→ GOAL: Quote the whole listing word for word, please.

═══

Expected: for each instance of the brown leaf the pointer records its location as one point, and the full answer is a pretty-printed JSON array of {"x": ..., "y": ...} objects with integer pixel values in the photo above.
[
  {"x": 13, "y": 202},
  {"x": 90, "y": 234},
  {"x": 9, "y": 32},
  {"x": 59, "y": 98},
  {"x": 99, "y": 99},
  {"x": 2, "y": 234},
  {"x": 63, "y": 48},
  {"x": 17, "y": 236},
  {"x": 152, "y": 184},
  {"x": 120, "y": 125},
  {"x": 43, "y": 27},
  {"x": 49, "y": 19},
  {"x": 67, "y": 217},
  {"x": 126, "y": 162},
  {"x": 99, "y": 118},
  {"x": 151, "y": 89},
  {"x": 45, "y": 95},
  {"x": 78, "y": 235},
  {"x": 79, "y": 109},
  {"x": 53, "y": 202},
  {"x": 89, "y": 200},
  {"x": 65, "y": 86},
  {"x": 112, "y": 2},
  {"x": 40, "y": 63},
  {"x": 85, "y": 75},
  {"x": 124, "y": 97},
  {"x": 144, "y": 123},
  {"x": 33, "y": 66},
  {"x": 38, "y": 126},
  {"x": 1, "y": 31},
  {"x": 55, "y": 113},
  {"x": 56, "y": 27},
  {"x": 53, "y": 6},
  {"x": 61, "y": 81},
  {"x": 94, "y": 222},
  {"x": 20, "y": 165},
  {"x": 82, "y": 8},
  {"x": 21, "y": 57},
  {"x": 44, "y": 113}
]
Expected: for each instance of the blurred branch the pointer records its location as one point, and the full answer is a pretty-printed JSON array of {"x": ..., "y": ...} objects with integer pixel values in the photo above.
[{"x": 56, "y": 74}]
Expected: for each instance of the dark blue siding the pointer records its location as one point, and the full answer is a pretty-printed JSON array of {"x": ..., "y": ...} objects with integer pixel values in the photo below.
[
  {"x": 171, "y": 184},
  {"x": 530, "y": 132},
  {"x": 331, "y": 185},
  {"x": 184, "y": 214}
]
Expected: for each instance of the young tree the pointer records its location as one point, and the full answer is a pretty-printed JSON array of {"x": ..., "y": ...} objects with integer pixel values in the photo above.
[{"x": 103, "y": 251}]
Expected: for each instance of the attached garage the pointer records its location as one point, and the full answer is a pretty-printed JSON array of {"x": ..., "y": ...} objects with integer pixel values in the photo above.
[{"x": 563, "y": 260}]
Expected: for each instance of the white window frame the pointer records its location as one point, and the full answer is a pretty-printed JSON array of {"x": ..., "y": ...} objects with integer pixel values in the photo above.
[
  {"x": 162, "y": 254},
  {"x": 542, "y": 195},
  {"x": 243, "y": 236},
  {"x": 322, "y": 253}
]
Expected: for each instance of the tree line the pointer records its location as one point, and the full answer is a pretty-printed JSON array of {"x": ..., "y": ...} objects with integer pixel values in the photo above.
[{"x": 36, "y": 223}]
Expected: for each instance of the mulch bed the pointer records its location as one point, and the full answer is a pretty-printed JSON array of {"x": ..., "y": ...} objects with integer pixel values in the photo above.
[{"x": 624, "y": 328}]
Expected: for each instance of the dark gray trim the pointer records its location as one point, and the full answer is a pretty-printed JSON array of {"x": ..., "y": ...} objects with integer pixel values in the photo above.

═══

→ FULL ANSWER:
Expected: for each instance of the brown leaf the pointer records its location as one point, and the full answer is a pretty-printed JSON array of {"x": ..., "y": ...} objects with integer pixel values in the photo above.
[
  {"x": 13, "y": 202},
  {"x": 90, "y": 234},
  {"x": 9, "y": 32},
  {"x": 59, "y": 98},
  {"x": 99, "y": 99},
  {"x": 2, "y": 234},
  {"x": 63, "y": 48},
  {"x": 17, "y": 236},
  {"x": 152, "y": 184},
  {"x": 120, "y": 125},
  {"x": 43, "y": 27},
  {"x": 49, "y": 19},
  {"x": 67, "y": 217},
  {"x": 126, "y": 162},
  {"x": 99, "y": 118},
  {"x": 151, "y": 89},
  {"x": 45, "y": 95},
  {"x": 78, "y": 235},
  {"x": 79, "y": 109},
  {"x": 53, "y": 202},
  {"x": 89, "y": 200},
  {"x": 65, "y": 86},
  {"x": 112, "y": 2},
  {"x": 40, "y": 63},
  {"x": 85, "y": 75},
  {"x": 124, "y": 97},
  {"x": 144, "y": 123},
  {"x": 33, "y": 66},
  {"x": 38, "y": 126},
  {"x": 1, "y": 31},
  {"x": 55, "y": 113},
  {"x": 56, "y": 27},
  {"x": 53, "y": 6},
  {"x": 61, "y": 81},
  {"x": 94, "y": 222},
  {"x": 20, "y": 165},
  {"x": 82, "y": 8},
  {"x": 21, "y": 57},
  {"x": 44, "y": 113}
]
Expected: for each instance of the blurred branch the pointer records its location as one point, and the full answer is a pretty-printed JSON array of {"x": ..., "y": ...} objects with integer pixel values in the photo above.
[{"x": 56, "y": 74}]
Expected: for each instance of the dark blue siding the pointer records its location as one point, and the full answer is a pretty-printed JSON array of {"x": ..., "y": ...} objects with integer pixel values in the photo below.
[
  {"x": 171, "y": 184},
  {"x": 530, "y": 132},
  {"x": 331, "y": 185},
  {"x": 184, "y": 214}
]
Expected: for each instance of the young tree the pointer records its location as one point, and the full answer is a pretty-printed JSON array of {"x": ..., "y": ...} objects with integer pixel values in the photo above.
[{"x": 103, "y": 251}]
Expected: for each instance of the attached garage the pointer records its location as one point, and the full answer is a pretty-printed JSON array of {"x": ..., "y": ...} objects with integer pixel values in the photo above.
[{"x": 563, "y": 260}]
Expected: for each instance of the white window frame the pointer records its location as one point, and the full answer is a pretty-printed JSON array of {"x": ..., "y": ...} objects with integer pixel values in the photo above.
[
  {"x": 162, "y": 254},
  {"x": 542, "y": 195},
  {"x": 243, "y": 236},
  {"x": 322, "y": 253}
]
Expected: for each instance of the tree line the pointer records its location as one point, and the full answer is a pretty-printed JSON array of {"x": ..., "y": ...} objects with integer pixel values in the photo above.
[{"x": 36, "y": 223}]
Expected: for each instance of the mulch bed the pointer records its location as one point, and the full answer is a pretty-printed JSON array of {"x": ..., "y": ...} objects with integer pixel values in the photo above.
[{"x": 624, "y": 328}]
Expected: for each instance of the dark gray trim the pointer records its location as one point, and the full answer is a pretty-printed JSON array of {"x": ..., "y": ...} objects with integer pixel values in the photo above.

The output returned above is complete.